# SOURCE TEXT:
· · · · · · ·
How to Help Your Child with Transitions

Guest author: Katie Fries, LCSW, RPT Clinically reviewed by Kaycee Beglau, PsyD

Reviewed and updated July 2026.

A wooden footbridge crossing a quiet river

1. Hold Assumptions at the Door

It can be very easy (and understandable!) to assume that the struggles you faced in middle school are the same ones your child will experience: mean girls, peer pressure, opening lockers, you name it. And while some of those fears seem to stand the test of time (have they changed those dang padlock lockers?!), others will change based on both new forms of communication (like social media) as well as your child’s individual strengths and challenges. If we assume that children are concerned about peer pressure and talk with them all about how to “say no to drugs” when what they are actually concerned about is where they will sit at the lunch table, they may end up feeling unsupported and be less likely to disclose about the things that are actually stressing them out. A couple of helpful questions to ask are: “What are you most excited about?” and “What are you most nervous about?”. Asking those questions not only normalizes the feelings of excitement and nervousness, but it also gives them the opportunity to express what they need from you. That support may be similar or different from what was originally imagined.
· · · · · · ·
[Text-to-region grounding data]
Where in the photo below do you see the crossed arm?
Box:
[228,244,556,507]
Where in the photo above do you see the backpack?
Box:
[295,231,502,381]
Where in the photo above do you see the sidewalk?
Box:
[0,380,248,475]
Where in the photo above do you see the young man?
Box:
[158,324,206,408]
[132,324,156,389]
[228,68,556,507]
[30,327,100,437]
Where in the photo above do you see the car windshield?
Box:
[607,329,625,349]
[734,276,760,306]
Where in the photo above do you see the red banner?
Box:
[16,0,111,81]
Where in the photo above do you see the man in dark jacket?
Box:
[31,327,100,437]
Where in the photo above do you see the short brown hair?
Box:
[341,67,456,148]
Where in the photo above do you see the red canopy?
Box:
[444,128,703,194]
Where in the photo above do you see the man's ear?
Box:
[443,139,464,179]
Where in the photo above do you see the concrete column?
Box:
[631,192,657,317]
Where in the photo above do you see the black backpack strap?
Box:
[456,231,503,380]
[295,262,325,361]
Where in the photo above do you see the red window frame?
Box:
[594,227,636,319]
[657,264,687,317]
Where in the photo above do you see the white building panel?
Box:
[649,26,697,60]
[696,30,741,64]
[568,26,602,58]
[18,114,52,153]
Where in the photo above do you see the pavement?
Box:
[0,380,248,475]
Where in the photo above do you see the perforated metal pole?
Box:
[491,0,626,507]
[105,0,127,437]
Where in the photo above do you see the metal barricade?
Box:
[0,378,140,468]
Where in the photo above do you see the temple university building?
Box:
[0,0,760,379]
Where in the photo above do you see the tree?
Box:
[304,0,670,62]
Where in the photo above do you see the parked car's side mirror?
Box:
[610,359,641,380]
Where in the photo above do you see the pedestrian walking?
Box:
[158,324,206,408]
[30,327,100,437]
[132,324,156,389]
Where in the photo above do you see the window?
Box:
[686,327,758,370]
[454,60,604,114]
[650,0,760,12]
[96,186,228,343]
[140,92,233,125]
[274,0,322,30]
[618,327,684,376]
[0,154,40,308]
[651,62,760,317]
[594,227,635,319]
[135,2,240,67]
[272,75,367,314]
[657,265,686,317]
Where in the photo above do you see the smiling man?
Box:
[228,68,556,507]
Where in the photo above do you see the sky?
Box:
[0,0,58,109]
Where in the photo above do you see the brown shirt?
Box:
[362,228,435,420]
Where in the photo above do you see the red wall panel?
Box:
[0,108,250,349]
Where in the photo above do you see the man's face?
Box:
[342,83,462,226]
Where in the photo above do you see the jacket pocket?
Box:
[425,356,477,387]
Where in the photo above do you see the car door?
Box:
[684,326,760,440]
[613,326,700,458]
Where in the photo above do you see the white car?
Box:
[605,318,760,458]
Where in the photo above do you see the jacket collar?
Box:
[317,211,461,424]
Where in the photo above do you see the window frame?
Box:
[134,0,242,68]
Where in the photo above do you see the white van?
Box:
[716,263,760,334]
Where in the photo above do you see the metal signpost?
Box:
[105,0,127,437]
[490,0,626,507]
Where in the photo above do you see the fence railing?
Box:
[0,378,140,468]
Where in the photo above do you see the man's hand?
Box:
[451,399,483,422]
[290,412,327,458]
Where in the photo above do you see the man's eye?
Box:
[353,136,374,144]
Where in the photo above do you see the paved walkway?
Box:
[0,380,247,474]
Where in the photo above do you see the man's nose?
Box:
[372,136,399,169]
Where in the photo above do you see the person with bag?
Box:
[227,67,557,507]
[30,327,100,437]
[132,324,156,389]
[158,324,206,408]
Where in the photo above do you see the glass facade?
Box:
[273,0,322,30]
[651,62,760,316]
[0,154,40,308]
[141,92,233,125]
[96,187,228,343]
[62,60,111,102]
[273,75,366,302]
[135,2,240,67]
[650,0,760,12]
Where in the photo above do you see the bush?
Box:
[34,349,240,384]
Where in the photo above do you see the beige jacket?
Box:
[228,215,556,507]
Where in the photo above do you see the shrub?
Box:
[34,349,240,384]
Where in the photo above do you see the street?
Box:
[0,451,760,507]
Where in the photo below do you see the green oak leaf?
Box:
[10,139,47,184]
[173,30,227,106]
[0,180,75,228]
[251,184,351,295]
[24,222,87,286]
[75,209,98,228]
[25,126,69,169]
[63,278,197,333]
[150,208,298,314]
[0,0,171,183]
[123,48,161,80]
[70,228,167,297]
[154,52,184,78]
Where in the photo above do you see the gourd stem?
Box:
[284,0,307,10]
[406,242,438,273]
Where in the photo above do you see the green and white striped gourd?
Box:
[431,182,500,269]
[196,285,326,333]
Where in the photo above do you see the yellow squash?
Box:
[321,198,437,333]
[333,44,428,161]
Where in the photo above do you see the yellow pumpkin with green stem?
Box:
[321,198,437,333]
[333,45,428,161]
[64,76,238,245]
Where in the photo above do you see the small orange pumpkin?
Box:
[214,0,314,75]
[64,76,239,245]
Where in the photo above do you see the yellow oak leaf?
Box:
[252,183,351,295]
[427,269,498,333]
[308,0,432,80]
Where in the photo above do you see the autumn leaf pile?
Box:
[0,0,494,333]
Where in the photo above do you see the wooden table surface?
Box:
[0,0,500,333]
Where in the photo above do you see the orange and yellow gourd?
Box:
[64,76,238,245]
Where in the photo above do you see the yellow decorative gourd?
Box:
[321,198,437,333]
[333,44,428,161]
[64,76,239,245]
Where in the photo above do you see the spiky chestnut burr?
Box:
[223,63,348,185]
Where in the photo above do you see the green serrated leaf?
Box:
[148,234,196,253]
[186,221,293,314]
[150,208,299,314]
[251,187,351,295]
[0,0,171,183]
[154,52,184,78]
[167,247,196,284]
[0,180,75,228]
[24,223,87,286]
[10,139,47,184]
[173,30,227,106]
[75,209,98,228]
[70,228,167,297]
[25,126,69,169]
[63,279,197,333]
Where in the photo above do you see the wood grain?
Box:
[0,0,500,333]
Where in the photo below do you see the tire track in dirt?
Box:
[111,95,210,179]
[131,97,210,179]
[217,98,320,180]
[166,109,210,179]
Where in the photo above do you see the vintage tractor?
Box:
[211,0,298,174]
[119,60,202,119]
· · · · · · ·
# GOAL OF THE EXERCISE:
In the text on helping a child with transitions, what example is given of what children might actually be concerned about instead of peer pressure?

# ANSWER TO THIS TASK:
Where they will sit at the lunch table.